[Stored data entries]
• • • • • • •
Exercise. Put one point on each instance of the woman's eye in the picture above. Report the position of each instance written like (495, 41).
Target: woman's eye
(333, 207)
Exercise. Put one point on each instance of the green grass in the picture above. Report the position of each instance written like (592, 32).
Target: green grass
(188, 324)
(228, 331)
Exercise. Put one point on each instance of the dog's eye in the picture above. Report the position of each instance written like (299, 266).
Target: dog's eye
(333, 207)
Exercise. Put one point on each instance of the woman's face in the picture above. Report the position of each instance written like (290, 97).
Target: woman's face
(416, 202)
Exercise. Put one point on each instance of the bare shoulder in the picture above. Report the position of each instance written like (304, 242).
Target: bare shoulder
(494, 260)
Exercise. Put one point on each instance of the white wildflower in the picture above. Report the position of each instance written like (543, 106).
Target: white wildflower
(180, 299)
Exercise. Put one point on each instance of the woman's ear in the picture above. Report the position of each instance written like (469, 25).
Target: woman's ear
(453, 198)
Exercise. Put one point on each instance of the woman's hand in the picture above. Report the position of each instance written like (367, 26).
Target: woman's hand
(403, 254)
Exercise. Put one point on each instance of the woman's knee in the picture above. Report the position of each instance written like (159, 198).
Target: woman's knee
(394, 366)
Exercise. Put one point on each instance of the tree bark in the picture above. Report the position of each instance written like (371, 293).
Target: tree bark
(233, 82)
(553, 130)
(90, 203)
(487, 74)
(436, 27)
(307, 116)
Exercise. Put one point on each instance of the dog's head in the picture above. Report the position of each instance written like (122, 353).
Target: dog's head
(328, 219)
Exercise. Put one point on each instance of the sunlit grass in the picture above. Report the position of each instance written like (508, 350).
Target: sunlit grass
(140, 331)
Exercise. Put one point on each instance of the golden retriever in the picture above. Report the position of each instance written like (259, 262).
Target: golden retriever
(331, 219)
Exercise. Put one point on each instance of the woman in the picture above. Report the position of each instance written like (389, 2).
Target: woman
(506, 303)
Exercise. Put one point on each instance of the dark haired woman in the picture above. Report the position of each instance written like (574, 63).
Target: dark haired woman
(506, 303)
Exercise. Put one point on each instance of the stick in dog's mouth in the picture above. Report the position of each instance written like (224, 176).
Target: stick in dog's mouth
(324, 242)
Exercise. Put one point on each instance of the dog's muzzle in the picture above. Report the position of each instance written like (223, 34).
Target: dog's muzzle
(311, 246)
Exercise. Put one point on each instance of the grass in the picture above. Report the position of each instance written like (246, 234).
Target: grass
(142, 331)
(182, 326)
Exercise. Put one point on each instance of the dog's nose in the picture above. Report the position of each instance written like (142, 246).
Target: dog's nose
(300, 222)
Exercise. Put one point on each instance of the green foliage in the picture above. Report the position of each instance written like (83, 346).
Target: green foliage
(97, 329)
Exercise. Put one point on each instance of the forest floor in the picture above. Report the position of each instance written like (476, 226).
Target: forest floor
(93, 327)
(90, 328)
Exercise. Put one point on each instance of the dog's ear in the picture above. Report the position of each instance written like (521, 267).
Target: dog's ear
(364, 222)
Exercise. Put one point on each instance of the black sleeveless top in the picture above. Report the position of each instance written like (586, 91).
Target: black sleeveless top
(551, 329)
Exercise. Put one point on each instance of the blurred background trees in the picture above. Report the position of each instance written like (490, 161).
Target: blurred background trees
• • • • • • •
▶ _Problem details_: Verbatim reproduction is required for the line holding "Target: forest floor" and for every line after it in the records, with no other line included.

▶ _Written response_:
Target: forest floor
(93, 327)
(90, 328)
Exercise. Put one point on each instance of the dog's ear in the picture above. Report the position of each instance written like (521, 267).
Target: dog's ear
(364, 222)
Exercise. Put one point on each instance of the black sleeveless top in the picture above. Report the position of each instance written like (586, 91).
Target: black sleeveless top
(551, 329)
Exercise. Put one point on each instance of the blurred background trees in the picture above. Report the position of each instance written like (490, 161).
Target: blurred background trees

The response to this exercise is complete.